_Requirement_. Can you rewrite the material from the line with "hill, it would be much appreciated." to the line with "407 L 9 654", swapping "grassy" for "green" and leaving everything else as it is?

_Provided data_.
· · · ·

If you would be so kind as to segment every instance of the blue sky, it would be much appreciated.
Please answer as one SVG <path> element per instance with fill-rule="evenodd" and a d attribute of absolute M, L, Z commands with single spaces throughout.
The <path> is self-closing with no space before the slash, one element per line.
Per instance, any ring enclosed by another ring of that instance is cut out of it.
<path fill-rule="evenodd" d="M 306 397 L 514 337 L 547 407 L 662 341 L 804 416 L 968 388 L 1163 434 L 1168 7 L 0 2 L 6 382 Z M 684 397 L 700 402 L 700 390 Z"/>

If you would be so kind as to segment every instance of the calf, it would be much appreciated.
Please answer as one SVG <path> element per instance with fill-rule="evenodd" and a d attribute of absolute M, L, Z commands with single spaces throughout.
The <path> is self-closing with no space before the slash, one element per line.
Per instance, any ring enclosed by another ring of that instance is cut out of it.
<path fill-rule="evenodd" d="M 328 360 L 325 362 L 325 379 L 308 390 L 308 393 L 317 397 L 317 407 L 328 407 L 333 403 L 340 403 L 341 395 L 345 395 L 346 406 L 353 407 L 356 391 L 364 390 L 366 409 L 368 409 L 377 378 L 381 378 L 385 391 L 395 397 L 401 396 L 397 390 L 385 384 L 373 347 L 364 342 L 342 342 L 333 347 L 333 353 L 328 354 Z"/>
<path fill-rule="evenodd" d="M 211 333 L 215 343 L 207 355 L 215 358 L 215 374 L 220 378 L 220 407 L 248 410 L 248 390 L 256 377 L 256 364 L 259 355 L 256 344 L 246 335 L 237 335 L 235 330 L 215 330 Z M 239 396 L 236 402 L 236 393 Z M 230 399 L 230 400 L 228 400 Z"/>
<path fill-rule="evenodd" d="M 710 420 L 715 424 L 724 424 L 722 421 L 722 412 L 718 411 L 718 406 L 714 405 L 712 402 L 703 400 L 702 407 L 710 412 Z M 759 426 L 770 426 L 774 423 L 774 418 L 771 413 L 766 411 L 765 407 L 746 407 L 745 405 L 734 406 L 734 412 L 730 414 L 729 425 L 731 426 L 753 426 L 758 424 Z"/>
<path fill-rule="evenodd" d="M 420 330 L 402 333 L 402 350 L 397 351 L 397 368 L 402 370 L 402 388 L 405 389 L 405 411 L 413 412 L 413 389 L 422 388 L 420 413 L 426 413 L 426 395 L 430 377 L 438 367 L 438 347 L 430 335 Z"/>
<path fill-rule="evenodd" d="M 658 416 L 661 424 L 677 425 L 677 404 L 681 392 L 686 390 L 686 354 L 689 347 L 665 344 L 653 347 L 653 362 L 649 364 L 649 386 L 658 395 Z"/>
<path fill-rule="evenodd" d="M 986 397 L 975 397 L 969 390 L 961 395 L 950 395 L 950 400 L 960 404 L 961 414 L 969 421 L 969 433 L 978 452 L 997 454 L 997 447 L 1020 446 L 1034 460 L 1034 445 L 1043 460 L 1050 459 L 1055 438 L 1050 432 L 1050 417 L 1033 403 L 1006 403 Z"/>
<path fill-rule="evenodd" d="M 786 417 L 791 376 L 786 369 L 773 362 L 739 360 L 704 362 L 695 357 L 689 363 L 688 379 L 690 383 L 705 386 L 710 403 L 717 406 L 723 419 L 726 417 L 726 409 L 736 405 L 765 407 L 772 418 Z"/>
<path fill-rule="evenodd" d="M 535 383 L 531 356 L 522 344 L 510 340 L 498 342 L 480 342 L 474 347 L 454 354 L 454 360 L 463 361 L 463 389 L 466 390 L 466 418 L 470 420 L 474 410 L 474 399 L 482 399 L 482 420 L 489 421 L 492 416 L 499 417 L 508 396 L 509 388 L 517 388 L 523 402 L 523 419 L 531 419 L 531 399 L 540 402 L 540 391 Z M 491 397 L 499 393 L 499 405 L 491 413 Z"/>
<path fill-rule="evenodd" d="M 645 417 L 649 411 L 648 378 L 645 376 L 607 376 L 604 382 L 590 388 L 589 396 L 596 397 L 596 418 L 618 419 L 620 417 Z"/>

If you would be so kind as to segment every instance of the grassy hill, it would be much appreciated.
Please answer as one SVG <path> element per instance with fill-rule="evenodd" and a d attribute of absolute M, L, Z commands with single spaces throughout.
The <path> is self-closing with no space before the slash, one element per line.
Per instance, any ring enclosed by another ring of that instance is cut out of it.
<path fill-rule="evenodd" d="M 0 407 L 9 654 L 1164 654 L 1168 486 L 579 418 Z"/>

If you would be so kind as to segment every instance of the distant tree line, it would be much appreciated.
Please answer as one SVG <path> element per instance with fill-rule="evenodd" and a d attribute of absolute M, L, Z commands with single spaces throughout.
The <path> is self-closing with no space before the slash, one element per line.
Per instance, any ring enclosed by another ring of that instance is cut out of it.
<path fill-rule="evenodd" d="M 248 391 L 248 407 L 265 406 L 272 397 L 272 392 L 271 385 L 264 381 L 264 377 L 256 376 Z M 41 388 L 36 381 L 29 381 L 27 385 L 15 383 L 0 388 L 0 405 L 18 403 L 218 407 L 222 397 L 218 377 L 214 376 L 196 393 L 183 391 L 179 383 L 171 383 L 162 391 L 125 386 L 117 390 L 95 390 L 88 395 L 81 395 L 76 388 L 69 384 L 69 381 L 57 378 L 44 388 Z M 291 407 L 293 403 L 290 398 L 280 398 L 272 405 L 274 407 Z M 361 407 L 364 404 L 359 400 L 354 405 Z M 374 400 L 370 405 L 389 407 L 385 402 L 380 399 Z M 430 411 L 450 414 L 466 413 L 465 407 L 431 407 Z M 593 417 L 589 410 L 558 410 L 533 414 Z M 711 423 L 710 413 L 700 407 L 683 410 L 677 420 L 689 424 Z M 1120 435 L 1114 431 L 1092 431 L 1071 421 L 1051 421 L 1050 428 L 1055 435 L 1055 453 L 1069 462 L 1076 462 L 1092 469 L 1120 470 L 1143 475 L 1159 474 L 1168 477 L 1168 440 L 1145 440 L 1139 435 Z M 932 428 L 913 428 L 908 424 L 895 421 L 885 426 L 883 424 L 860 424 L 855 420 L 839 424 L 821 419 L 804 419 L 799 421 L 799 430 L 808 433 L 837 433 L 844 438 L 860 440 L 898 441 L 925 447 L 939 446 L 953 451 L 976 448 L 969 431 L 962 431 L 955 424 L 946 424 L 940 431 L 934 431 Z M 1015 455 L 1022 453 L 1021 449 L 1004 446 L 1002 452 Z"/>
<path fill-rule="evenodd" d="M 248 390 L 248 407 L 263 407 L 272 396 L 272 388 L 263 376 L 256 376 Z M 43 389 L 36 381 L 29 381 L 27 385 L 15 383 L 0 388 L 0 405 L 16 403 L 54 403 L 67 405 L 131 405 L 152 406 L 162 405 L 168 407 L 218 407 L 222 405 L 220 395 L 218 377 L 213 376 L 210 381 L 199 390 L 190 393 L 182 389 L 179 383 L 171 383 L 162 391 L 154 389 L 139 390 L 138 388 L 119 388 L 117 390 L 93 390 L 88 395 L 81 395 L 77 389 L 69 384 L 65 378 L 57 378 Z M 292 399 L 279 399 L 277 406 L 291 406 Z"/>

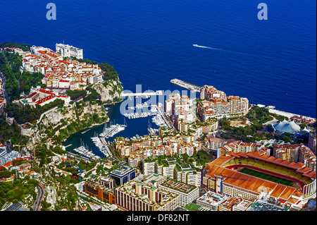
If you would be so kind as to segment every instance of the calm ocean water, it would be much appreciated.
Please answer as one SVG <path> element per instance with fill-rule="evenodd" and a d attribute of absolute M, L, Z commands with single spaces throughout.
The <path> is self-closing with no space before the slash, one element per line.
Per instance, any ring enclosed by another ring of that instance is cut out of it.
<path fill-rule="evenodd" d="M 56 20 L 46 18 L 49 2 Z M 316 1 L 265 1 L 268 20 L 257 18 L 260 2 L 7 0 L 0 42 L 82 48 L 115 66 L 125 90 L 173 90 L 177 78 L 316 117 Z"/>

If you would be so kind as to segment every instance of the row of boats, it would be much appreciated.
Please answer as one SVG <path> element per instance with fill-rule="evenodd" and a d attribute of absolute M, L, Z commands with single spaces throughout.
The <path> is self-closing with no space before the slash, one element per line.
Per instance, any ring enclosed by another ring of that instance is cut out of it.
<path fill-rule="evenodd" d="M 160 114 L 157 114 L 156 116 L 154 116 L 152 118 L 152 122 L 159 127 L 166 126 L 166 123 L 165 123 L 164 119 Z"/>
<path fill-rule="evenodd" d="M 142 109 L 144 107 L 144 105 L 147 104 L 145 102 L 144 104 L 137 104 L 136 108 L 137 109 Z M 145 107 L 149 107 L 146 105 Z M 134 107 L 130 107 L 130 109 L 134 109 Z M 142 117 L 147 117 L 151 116 L 154 116 L 157 114 L 157 109 L 154 107 L 151 107 L 151 110 L 147 110 L 148 111 L 143 111 L 142 113 L 138 112 L 131 112 L 131 113 L 125 113 L 123 114 L 125 117 L 128 117 L 129 119 L 131 118 L 142 118 Z"/>
<path fill-rule="evenodd" d="M 91 150 L 89 150 L 88 147 L 82 145 L 80 147 L 75 148 L 75 152 L 78 152 L 80 155 L 85 156 L 93 160 L 99 160 L 101 157 L 94 154 Z"/>
<path fill-rule="evenodd" d="M 104 130 L 101 133 L 99 134 L 100 137 L 108 138 L 109 137 L 113 137 L 118 133 L 124 130 L 128 126 L 125 119 L 124 120 L 124 124 L 112 124 L 112 121 L 110 122 L 110 126 L 108 126 L 108 123 L 106 123 L 104 126 Z"/>
<path fill-rule="evenodd" d="M 99 149 L 99 151 L 101 152 L 101 153 L 104 154 L 105 157 L 107 157 L 109 156 L 109 153 L 107 152 L 106 146 L 104 146 L 104 143 L 101 142 L 99 137 L 96 135 L 90 138 L 92 139 L 94 145 L 96 145 L 96 147 L 97 147 Z"/>

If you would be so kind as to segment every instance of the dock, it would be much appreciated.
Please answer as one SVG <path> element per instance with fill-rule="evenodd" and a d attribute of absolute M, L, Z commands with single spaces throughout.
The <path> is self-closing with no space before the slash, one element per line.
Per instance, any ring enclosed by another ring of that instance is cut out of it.
<path fill-rule="evenodd" d="M 176 85 L 178 86 L 186 88 L 192 92 L 200 92 L 200 88 L 201 87 L 197 86 L 197 85 L 192 85 L 189 83 L 178 80 L 178 79 L 172 79 L 170 80 L 170 83 Z"/>
<path fill-rule="evenodd" d="M 149 97 L 156 95 L 163 95 L 163 90 L 157 90 L 156 92 L 139 92 L 139 93 L 124 93 L 122 92 L 120 97 Z"/>
<path fill-rule="evenodd" d="M 156 106 L 156 109 L 157 111 L 158 112 L 158 114 L 160 114 L 161 116 L 162 116 L 163 119 L 165 121 L 165 123 L 166 123 L 167 126 L 169 128 L 173 128 L 175 130 L 174 126 L 173 126 L 173 124 L 171 124 L 167 119 L 166 116 L 164 114 L 164 111 L 163 110 L 161 110 L 158 106 Z"/>
<path fill-rule="evenodd" d="M 106 142 L 106 140 L 104 138 L 100 138 L 100 140 L 104 144 L 104 146 L 106 148 L 106 150 L 107 150 L 108 155 L 112 157 L 113 154 L 111 152 L 111 150 L 109 149 L 109 147 L 108 146 L 108 144 Z"/>

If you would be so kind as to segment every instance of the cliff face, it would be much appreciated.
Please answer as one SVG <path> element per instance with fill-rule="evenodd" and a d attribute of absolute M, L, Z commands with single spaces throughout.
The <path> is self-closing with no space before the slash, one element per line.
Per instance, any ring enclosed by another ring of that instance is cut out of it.
<path fill-rule="evenodd" d="M 94 114 L 98 118 L 97 122 L 92 119 Z M 59 135 L 62 130 L 66 130 L 68 134 L 70 134 L 79 131 L 78 129 L 102 124 L 107 121 L 108 118 L 104 106 L 98 104 L 87 103 L 80 109 L 75 104 L 63 109 L 56 108 L 45 114 L 36 128 L 32 130 L 28 144 L 37 144 L 50 137 Z M 70 125 L 73 128 L 71 130 L 69 130 Z"/>
<path fill-rule="evenodd" d="M 106 80 L 104 83 L 95 85 L 93 87 L 101 97 L 104 103 L 112 104 L 121 101 L 120 95 L 123 91 L 119 79 Z"/>

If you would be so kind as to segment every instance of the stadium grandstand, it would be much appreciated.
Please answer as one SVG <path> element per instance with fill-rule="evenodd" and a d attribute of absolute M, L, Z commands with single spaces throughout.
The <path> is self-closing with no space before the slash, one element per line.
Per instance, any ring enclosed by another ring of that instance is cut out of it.
<path fill-rule="evenodd" d="M 204 168 L 203 185 L 230 197 L 266 199 L 302 208 L 316 196 L 316 172 L 261 152 L 229 152 Z"/>

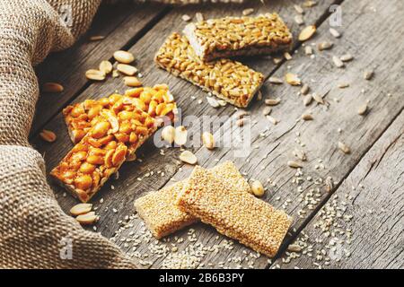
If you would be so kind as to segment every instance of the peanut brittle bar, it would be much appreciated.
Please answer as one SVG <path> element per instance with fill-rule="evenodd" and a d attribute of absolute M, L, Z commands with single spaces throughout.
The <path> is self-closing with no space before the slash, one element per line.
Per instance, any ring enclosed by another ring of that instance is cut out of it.
<path fill-rule="evenodd" d="M 231 182 L 242 192 L 250 192 L 250 185 L 231 161 L 225 161 L 211 170 L 224 182 Z M 135 208 L 145 220 L 152 234 L 161 239 L 185 226 L 198 222 L 198 218 L 181 211 L 176 205 L 178 195 L 183 190 L 188 180 L 154 191 L 135 201 Z"/>
<path fill-rule="evenodd" d="M 274 257 L 291 224 L 283 211 L 242 192 L 197 166 L 179 196 L 179 207 L 220 233 Z"/>
<path fill-rule="evenodd" d="M 292 34 L 277 13 L 225 17 L 189 23 L 184 29 L 203 61 L 235 56 L 265 55 L 290 48 Z"/>
<path fill-rule="evenodd" d="M 167 116 L 174 119 L 177 106 L 168 86 L 158 84 L 127 90 L 124 95 L 114 93 L 108 98 L 86 100 L 64 109 L 65 122 L 73 143 L 80 142 L 98 122 L 103 109 L 119 109 L 123 102 L 131 102 L 153 117 Z"/>
<path fill-rule="evenodd" d="M 116 100 L 100 111 L 88 133 L 50 172 L 84 203 L 157 128 L 155 119 L 132 100 Z"/>
<path fill-rule="evenodd" d="M 157 52 L 154 61 L 216 97 L 245 108 L 263 83 L 264 76 L 240 62 L 220 59 L 204 63 L 186 37 L 171 34 Z"/>

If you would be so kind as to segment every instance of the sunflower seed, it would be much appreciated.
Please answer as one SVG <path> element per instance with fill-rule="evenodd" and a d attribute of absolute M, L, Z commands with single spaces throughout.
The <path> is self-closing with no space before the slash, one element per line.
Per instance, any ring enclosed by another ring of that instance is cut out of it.
<path fill-rule="evenodd" d="M 207 103 L 211 105 L 213 108 L 219 108 L 220 105 L 217 102 L 217 100 L 214 97 L 206 97 Z"/>
<path fill-rule="evenodd" d="M 287 165 L 289 167 L 291 167 L 291 168 L 294 168 L 294 169 L 301 169 L 301 168 L 303 168 L 302 164 L 300 164 L 299 162 L 294 161 L 287 161 Z"/>
<path fill-rule="evenodd" d="M 338 68 L 342 68 L 345 65 L 344 63 L 337 56 L 332 57 L 332 62 L 334 62 L 334 65 Z"/>
<path fill-rule="evenodd" d="M 374 72 L 373 70 L 364 72 L 364 79 L 369 81 L 373 76 L 373 74 Z"/>
<path fill-rule="evenodd" d="M 335 30 L 334 28 L 329 28 L 329 32 L 331 33 L 331 35 L 332 35 L 334 38 L 339 38 L 339 37 L 341 37 L 341 34 L 340 34 L 337 30 Z"/>
<path fill-rule="evenodd" d="M 339 59 L 340 59 L 342 62 L 349 62 L 349 61 L 352 61 L 352 60 L 354 59 L 354 57 L 353 57 L 351 54 L 344 54 L 344 55 L 342 55 L 342 56 L 339 57 Z"/>
<path fill-rule="evenodd" d="M 357 109 L 358 115 L 361 115 L 361 116 L 364 115 L 366 113 L 366 111 L 367 111 L 367 103 L 363 104 Z"/>
<path fill-rule="evenodd" d="M 314 25 L 306 26 L 300 32 L 299 40 L 302 42 L 306 41 L 309 39 L 311 39 L 312 37 L 312 35 L 314 35 L 315 32 L 316 32 L 316 26 L 314 26 Z"/>
<path fill-rule="evenodd" d="M 342 142 L 338 142 L 338 149 L 341 150 L 344 153 L 351 153 L 351 149 Z"/>
<path fill-rule="evenodd" d="M 277 99 L 266 99 L 265 100 L 265 104 L 267 106 L 277 106 L 277 104 L 280 103 L 280 99 L 277 98 Z"/>
<path fill-rule="evenodd" d="M 284 81 L 278 77 L 269 77 L 268 79 L 270 83 L 283 83 Z"/>

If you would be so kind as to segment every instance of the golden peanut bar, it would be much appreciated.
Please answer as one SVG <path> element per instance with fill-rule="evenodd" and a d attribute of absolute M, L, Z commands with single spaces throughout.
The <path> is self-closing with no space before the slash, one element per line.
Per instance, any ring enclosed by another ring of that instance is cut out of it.
<path fill-rule="evenodd" d="M 221 180 L 233 183 L 238 190 L 250 192 L 250 185 L 233 162 L 225 161 L 212 169 L 212 171 Z M 178 195 L 187 182 L 187 179 L 179 181 L 135 201 L 136 210 L 155 238 L 161 239 L 198 222 L 195 216 L 181 211 L 176 205 Z"/>
<path fill-rule="evenodd" d="M 264 81 L 262 74 L 240 62 L 220 59 L 204 63 L 197 57 L 187 38 L 178 33 L 167 39 L 154 61 L 172 74 L 240 108 L 249 105 Z"/>
<path fill-rule="evenodd" d="M 130 100 L 101 109 L 87 135 L 50 174 L 85 203 L 156 128 L 154 118 Z"/>
<path fill-rule="evenodd" d="M 114 93 L 108 98 L 86 100 L 83 102 L 67 106 L 63 110 L 72 142 L 77 144 L 87 135 L 98 122 L 101 110 L 114 110 L 123 101 L 132 102 L 137 109 L 153 117 L 167 116 L 173 120 L 177 112 L 174 97 L 165 84 L 130 89 L 124 95 Z"/>
<path fill-rule="evenodd" d="M 241 192 L 197 166 L 179 196 L 179 207 L 220 233 L 268 257 L 274 257 L 291 224 L 283 211 Z"/>
<path fill-rule="evenodd" d="M 225 17 L 189 23 L 184 29 L 203 61 L 236 56 L 265 55 L 289 49 L 292 33 L 277 13 Z"/>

· · · ·

_Answer_.
If you would be so kind as to segment every instance of the green hill, it would be much appreciated.
Please answer as one SVG <path> element per instance with fill-rule="evenodd" and a d attribute of absolute M, L, Z commands with single spaces throughout.
The <path> is self-closing with no space before the slash, one element per line.
Per instance, any ring enclosed by another ring of that instance is cut out of it.
<path fill-rule="evenodd" d="M 0 407 L 9 654 L 1164 654 L 1168 486 L 579 418 Z"/>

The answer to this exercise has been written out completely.